INPUT ->
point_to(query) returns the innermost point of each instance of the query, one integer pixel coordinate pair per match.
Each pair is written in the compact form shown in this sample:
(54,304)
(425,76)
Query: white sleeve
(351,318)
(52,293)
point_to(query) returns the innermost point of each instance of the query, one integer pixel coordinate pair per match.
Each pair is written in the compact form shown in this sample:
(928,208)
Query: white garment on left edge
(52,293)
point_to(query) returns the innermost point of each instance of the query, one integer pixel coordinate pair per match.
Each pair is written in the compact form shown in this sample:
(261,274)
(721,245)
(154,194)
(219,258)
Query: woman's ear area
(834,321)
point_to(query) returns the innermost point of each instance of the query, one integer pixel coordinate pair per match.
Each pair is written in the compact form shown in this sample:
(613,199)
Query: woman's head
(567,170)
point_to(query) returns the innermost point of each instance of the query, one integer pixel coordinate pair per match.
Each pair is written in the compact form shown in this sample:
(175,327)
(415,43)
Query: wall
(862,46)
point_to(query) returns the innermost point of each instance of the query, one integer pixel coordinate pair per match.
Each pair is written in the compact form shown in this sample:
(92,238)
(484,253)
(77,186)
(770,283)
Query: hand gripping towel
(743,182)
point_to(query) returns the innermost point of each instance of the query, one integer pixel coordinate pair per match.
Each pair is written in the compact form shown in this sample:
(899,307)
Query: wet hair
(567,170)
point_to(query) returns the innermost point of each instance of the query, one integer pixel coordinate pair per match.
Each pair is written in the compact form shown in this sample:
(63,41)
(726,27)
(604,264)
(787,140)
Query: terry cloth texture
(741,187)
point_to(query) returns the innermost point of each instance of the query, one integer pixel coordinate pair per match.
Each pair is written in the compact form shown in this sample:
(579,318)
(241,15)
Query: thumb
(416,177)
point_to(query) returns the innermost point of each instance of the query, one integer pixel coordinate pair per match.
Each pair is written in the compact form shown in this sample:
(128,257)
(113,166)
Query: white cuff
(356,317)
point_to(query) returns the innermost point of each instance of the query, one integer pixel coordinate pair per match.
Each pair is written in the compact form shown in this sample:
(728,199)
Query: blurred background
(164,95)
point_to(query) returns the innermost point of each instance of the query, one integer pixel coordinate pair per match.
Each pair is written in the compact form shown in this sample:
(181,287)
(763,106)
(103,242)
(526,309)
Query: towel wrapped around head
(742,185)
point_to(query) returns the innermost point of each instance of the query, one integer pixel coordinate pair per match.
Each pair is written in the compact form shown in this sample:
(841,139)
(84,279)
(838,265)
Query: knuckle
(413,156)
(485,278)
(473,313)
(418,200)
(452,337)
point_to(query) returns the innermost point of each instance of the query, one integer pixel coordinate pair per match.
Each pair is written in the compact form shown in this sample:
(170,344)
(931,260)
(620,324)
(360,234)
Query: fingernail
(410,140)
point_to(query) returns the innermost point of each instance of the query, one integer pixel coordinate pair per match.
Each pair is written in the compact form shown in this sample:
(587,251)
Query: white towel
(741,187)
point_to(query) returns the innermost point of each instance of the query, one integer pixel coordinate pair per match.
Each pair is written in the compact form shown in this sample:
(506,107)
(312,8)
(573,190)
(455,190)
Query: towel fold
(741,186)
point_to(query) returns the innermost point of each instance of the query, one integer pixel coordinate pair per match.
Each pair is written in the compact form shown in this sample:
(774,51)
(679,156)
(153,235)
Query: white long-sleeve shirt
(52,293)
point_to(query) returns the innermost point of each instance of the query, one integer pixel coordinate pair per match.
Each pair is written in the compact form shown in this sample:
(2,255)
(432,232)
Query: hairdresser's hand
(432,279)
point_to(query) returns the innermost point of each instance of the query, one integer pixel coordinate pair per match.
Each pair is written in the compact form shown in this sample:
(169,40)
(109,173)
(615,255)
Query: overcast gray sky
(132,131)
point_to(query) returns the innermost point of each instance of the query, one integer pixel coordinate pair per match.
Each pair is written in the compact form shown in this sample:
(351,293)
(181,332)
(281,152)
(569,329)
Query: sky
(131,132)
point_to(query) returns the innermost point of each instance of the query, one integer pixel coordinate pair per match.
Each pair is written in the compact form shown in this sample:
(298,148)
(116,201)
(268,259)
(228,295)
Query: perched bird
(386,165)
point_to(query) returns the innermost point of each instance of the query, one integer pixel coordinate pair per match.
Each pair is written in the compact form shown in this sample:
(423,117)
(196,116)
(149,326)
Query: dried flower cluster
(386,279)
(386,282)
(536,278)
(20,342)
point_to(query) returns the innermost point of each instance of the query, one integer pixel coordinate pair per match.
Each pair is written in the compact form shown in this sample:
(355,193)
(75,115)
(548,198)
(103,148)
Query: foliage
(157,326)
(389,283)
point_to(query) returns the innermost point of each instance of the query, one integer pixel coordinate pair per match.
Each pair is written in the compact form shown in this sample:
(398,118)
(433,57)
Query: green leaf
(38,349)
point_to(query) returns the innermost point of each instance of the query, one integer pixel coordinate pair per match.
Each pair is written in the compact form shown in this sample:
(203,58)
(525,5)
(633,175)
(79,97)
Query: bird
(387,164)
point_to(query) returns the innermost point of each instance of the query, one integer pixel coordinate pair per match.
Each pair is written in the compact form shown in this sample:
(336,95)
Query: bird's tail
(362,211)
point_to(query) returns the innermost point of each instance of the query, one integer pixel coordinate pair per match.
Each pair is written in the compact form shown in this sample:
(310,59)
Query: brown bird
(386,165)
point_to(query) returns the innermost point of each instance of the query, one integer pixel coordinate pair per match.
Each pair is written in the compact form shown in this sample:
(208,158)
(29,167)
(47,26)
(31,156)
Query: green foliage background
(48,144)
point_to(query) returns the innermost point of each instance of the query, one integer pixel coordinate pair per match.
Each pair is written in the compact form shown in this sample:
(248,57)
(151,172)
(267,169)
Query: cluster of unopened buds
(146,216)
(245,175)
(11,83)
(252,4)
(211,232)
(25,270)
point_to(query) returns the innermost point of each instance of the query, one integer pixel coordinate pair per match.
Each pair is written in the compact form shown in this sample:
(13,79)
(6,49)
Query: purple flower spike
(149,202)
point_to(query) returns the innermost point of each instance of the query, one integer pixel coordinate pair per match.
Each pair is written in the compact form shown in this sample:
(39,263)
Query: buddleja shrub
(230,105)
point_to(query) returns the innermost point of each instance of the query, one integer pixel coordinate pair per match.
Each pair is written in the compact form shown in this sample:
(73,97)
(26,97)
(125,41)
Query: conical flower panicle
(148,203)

WHAT YOU WILL DO ->
Exactly as they appear above, transcribe the records in full.

REPLY ->
point_to(query) returns the innermost point of each instance of the query, one integer pixel coordinate pair per match.
Each pair is written in the compact form shown in this sample:
(54,304)
(425,76)
Query: white sleeve
(351,318)
(52,293)
point_to(query) returns the innermost point of each instance of the query, one integer pixel coordinate pair per match.
Each pair is written in the compact form shown in this sample:
(928,208)
Query: white garment on left edge
(52,293)
point_to(query) returns the innermost point of each instance of the query, one integer pixel coordinate pair per match.
Each pair is written in the compact form shown in this sample:
(261,274)
(721,245)
(154,194)
(219,258)
Query: woman's ear area
(834,321)
point_to(query) returns the innermost point of each instance of the query, one integer pixel coordinate pair per match.
Each pair is written in the compact form shown in this sample:
(613,199)
Query: woman's head
(567,170)
point_to(query) returns the innermost point of each instance of the query, one integer pixel coordinate pair per match.
Each pair is written in the compact form shown in this sample:
(175,327)
(415,43)
Query: wall
(862,46)
point_to(query) returns the innermost point of each instance of the query, one integer pixel coordinate pair per match.
Each pair is written in the compact form shown in this sample:
(92,238)
(484,253)
(77,186)
(770,283)
Query: hand gripping towel
(743,182)
point_to(query) returns the innermost point of each instance of the query, one integer pixel coordinate pair per match.
Each pair is written in the compact form shown in this sample:
(899,307)
Query: wet hair
(567,170)
point_to(query) returns the innermost point of each instance of the query, one integer pixel coordinate pair per match.
Each pair is written in the compact form shown in this sample:
(63,41)
(726,27)
(604,264)
(787,140)
Query: terry cloth texture
(741,187)
point_to(query) returns the innermost point of each instance of the query, one integer pixel coordinate pair per match.
Each pair is written in the compact form shown in this sample:
(579,318)
(241,15)
Query: thumb
(416,177)
point_to(query) returns the innermost point of each instance of the query, one integer pixel coordinate pair per match.
Each pair is written in the compact form shown in this sample:
(128,257)
(113,166)
Query: white cuff
(356,317)
point_to(query) returns the innermost point of each instance of the query, one integer pixel coordinate pair per match.
Each pair is written in the compact form shown in this sample:
(728,199)
Query: blurred background
(164,95)
point_to(query) returns the innermost point of each instance of the query, one integer pixel coordinate pair per match.
Each pair is written in the compact form shown in this sample:
(181,287)
(763,106)
(103,242)
(526,309)
Query: towel wrapped around head
(742,185)
point_to(query) returns the innermost point of each instance of the query, one integer pixel coordinate pair per match.
Each pair is written in the compact form shown in this sample:
(841,139)
(84,279)
(838,265)
Query: knuckle
(413,156)
(485,278)
(473,313)
(418,200)
(452,337)
point_to(query) returns the innermost point of each instance of the query, one integer pixel coordinate pair per match.
Each pair is written in the compact form shown in this sample:
(170,344)
(931,260)
(620,324)
(360,234)
Query: fingernail
(410,140)
point_to(query) returns the innermost point of each instance of the query, one integer pixel coordinate pair per match.
Each pair is written in the compact form shown in this sample:
(587,251)
Query: white towel
(741,187)
point_to(query) returns the innermost point of each instance of the query, one integer pixel coordinate pair per match.
Each pair is written in the compact form shown in this sample:
(506,107)
(312,8)
(573,190)
(455,190)
Query: towel fold
(741,186)
point_to(query) returns the innermost point of each instance of the query, one integer pixel coordinate pair per match.
Each pair is written in the compact form shown in this sample:
(774,51)
(679,156)
(153,235)
Query: white long-sleeve shirt
(52,293)
point_to(query) returns the innermost point of each instance of the query, one integer pixel coordinate pair per match.
Each pair is written in the compact form shown in this sample:
(2,255)
(432,232)
Query: hairdresser's hand
(432,279)
point_to(query) returns the innermost point of each instance of the query, one integer pixel coordinate pair per match.
Each pair is written in the compact form shown in this sample:
(169,40)
(109,173)
(615,255)
Query: overcast gray sky
(132,131)
point_to(query) returns the innermost point of each instance of the query, one integer pixel coordinate pair per match.
Each pair is written in the compact form shown in this sample:
(351,293)
(181,332)
(281,152)
(569,329)
Query: sky
(131,132)
point_to(query) returns the innermost point of each instance of the query, one integer pixel coordinate pair per match.
Each pair is written in the compact form shown in this sample:
(298,148)
(116,201)
(268,259)
(228,295)
Query: perched bird
(386,165)
point_to(query) returns the innermost point of each instance of the query, one integer pixel coordinate pair per match.
Each pair is written in the compact form shown in this sample:
(423,117)
(196,116)
(149,326)
Query: dried flower cluster
(386,279)
(386,282)
(536,278)
(20,342)
point_to(query) returns the innermost point of each instance of the query, one integer pixel coordinate pair per match.
Each pair is written in the compact form shown in this sample:
(355,193)
(75,115)
(548,198)
(103,148)
Query: foliage
(157,326)
(389,283)
point_to(query) returns the innermost point of each instance of the query, one integer pixel coordinate pair per match.
Each pair is written in the compact form shown in this sample:
(398,118)
(433,57)
Query: green leaf
(38,349)
point_to(query) returns the innermost point of each instance of the query, one integer pixel coordinate pair per match.
Each pair is written in the compact form shown in this sample:
(203,58)
(525,5)
(633,175)
(79,97)
Query: bird
(387,164)
point_to(query) returns the innermost point of each instance of the query, one integer pixel coordinate pair per match.
Each pair is written in the compact form shown in this sample:
(336,95)
Query: bird's tail
(362,211)
point_to(query) returns the innermost point of each instance of the query, one integer pixel coordinate pair per match.
Each pair is written in the compact form shown in this sample:
(310,59)
Query: brown bird
(386,165)
point_to(query) returns the innermost point of each instance of the query, one integer pixel coordinate pair per match.
Each pair is written in the compact form shown in this sample:
(208,158)
(29,167)
(47,26)
(31,156)
Query: green foliage background
(48,144)
point_to(query) returns the innermost point of each instance of the query, one integer pixel coordinate pair per match.
Each pair is written in the compact form shown in this sample:
(248,57)
(151,172)
(267,169)
Query: cluster of unopened buds
(146,216)
(245,175)
(11,83)
(252,4)
(211,232)
(25,270)
point_to(query) returns the innermost point of each instance of the query, one integer pixel coordinate pair per match.
Each pair is written in the compact form shown in this sample:
(13,79)
(6,49)
Query: purple flower spike
(149,202)
point_to(query) returns the innermost point of each instance of the query, one integer pixel coordinate pair per match.
Each pair is written in the compact form shown in this sample:
(39,263)
Query: buddleja shrub
(230,105)
point_to(query) returns the innermost point of each instance of the query, one integer pixel coordinate pair per match.
Each pair is written in the compact form shown in this sample:
(73,97)
(26,97)
(125,41)
Query: conical flower panicle
(148,203)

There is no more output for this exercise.